■ **Task requirements**: Arrange the lines below as a Markdown table with the columns Row and Line text, numbering each row and omitting any blank lines. Leave the pictures out of your answer.

■ **Data rows**:
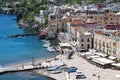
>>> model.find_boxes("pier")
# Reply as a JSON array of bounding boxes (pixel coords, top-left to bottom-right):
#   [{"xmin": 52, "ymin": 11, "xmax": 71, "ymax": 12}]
[
  {"xmin": 0, "ymin": 58, "xmax": 60, "ymax": 74},
  {"xmin": 7, "ymin": 32, "xmax": 39, "ymax": 38}
]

■ **Expected answer**:
| Row | Line text |
|---|---|
| 1 | >>> model.find_boxes("pier") |
| 2 | # Reply as a JSON array of bounding boxes (pixel coords, top-left to bottom-right): |
| 3 | #   [{"xmin": 52, "ymin": 11, "xmax": 71, "ymax": 12}] |
| 4 | [ |
| 5 |   {"xmin": 0, "ymin": 58, "xmax": 60, "ymax": 74}, |
| 6 |   {"xmin": 7, "ymin": 32, "xmax": 39, "ymax": 38} |
| 7 | ] |